_Given problem_:
Please show every line of the records below that contains the string "Outline", treating uppercase and lowercase as different.

--- The records ---

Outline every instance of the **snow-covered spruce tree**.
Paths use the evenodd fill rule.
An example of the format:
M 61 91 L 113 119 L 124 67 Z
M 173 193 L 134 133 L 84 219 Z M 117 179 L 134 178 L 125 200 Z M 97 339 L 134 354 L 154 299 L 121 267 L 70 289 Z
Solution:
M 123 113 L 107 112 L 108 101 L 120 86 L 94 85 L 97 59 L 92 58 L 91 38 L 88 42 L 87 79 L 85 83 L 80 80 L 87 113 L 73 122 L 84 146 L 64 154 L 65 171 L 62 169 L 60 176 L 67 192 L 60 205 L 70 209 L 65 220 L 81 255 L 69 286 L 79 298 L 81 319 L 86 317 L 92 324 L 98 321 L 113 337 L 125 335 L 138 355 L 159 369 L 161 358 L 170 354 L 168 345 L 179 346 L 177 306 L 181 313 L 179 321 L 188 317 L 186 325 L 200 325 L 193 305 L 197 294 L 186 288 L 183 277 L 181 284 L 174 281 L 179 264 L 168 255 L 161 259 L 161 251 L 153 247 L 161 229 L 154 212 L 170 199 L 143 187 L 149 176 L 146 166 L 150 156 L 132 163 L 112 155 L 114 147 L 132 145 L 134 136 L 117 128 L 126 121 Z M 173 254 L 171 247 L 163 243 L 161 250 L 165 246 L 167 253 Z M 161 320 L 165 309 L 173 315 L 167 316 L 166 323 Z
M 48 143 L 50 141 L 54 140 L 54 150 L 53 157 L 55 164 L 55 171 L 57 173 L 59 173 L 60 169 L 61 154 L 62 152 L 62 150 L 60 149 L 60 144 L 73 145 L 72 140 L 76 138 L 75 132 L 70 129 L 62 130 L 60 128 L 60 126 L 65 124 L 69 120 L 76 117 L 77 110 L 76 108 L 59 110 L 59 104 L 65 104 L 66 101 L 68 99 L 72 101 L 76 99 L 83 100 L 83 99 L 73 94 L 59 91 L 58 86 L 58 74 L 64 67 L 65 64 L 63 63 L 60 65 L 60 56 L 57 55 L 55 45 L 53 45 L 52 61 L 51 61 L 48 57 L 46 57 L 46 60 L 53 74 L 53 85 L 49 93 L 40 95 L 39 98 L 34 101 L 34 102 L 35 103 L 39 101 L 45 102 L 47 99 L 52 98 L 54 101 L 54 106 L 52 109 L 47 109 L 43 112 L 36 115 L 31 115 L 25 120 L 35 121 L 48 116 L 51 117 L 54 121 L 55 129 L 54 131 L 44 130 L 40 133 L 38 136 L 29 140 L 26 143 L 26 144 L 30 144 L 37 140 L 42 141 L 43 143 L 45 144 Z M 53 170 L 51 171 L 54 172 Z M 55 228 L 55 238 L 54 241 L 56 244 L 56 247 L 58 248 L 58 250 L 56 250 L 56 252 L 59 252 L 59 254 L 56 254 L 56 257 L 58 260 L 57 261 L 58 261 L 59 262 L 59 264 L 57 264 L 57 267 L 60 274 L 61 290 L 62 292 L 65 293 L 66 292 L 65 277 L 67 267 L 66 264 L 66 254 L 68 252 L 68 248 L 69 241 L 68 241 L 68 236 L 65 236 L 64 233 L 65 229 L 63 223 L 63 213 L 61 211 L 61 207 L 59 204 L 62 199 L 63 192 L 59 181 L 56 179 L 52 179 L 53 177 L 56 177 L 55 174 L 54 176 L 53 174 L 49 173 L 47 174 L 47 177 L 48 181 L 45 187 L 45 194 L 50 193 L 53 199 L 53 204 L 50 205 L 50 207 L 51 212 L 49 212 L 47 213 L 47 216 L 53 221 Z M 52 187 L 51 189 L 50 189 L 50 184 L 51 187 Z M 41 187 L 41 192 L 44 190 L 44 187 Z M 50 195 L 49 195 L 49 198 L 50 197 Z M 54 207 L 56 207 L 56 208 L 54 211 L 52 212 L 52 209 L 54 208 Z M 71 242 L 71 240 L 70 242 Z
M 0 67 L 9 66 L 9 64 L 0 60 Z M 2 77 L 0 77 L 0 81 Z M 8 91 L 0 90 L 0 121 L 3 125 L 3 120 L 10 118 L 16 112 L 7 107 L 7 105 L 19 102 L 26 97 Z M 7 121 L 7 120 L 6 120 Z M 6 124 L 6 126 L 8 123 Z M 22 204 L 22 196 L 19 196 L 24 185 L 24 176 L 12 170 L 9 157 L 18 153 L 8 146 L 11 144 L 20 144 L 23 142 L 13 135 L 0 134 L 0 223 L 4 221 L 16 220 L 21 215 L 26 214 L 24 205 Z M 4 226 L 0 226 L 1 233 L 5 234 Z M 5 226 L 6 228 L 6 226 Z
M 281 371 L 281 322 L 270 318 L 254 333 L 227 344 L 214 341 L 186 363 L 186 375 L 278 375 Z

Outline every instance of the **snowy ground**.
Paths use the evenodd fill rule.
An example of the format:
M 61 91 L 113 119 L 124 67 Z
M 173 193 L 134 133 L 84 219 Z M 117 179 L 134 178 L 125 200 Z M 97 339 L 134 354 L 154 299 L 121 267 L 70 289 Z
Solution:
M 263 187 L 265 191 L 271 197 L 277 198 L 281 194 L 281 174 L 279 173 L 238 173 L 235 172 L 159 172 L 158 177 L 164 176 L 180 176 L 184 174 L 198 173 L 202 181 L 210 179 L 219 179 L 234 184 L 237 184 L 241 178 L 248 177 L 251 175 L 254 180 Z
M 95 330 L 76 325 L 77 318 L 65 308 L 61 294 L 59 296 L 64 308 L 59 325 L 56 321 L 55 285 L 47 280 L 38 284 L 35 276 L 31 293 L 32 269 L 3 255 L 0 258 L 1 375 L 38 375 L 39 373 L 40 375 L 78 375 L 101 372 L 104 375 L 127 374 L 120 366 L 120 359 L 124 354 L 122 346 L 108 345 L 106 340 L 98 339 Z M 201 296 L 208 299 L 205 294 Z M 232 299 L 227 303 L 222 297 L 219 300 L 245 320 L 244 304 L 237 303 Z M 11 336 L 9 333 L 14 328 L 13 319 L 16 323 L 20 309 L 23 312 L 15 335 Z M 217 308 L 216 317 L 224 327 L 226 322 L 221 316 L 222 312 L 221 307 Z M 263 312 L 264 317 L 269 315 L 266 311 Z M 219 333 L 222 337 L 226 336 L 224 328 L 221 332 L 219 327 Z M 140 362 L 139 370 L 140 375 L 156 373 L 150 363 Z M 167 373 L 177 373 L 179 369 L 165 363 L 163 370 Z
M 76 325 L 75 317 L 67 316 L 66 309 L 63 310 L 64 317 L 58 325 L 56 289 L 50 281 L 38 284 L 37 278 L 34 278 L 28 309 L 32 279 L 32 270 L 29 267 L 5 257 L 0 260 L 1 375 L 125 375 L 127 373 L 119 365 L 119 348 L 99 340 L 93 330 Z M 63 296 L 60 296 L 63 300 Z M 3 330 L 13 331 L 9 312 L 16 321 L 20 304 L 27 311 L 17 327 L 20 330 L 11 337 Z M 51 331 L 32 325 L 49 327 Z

---

_Full solution_:
Outline every instance of the **snow-covered spruce tree**.
Outline every instance of the **snowy ground**.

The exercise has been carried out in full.